• **Directions**: Each line of the data below containing "covered" needs to be listed.

(Records from a data collection)
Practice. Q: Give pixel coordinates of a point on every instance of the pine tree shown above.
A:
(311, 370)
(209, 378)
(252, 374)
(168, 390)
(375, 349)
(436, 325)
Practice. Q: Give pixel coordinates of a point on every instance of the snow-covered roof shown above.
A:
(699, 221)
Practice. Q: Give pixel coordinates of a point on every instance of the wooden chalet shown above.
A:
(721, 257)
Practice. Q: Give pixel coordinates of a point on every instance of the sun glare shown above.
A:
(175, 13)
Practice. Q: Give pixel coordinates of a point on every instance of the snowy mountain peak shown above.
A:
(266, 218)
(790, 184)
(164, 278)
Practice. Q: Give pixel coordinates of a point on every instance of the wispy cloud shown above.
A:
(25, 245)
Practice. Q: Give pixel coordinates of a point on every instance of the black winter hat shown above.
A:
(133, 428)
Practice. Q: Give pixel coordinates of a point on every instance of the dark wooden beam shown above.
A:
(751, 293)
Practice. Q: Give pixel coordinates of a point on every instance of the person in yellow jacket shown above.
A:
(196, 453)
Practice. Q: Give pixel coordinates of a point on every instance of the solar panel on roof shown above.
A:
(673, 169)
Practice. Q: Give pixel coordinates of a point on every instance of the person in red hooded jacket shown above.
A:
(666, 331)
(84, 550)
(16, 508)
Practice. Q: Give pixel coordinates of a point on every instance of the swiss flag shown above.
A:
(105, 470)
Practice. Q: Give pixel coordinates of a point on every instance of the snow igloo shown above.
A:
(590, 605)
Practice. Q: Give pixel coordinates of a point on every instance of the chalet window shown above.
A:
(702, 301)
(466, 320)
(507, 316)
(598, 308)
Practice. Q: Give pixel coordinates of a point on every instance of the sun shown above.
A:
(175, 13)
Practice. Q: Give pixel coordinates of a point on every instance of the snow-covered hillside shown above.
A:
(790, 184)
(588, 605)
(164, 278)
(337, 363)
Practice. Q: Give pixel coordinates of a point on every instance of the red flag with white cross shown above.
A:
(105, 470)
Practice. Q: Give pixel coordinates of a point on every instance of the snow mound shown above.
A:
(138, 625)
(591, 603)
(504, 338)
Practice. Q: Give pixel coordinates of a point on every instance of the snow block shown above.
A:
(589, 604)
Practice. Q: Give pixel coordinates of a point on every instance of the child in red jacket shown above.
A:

• **Exercise solution**:
Practice. Q: Give pixel coordinates of a point on every instance of the snow-covered roof shown above.
Practice. Q: Give pixel coordinates of a point on every instance of the snow-covered hillside shown above.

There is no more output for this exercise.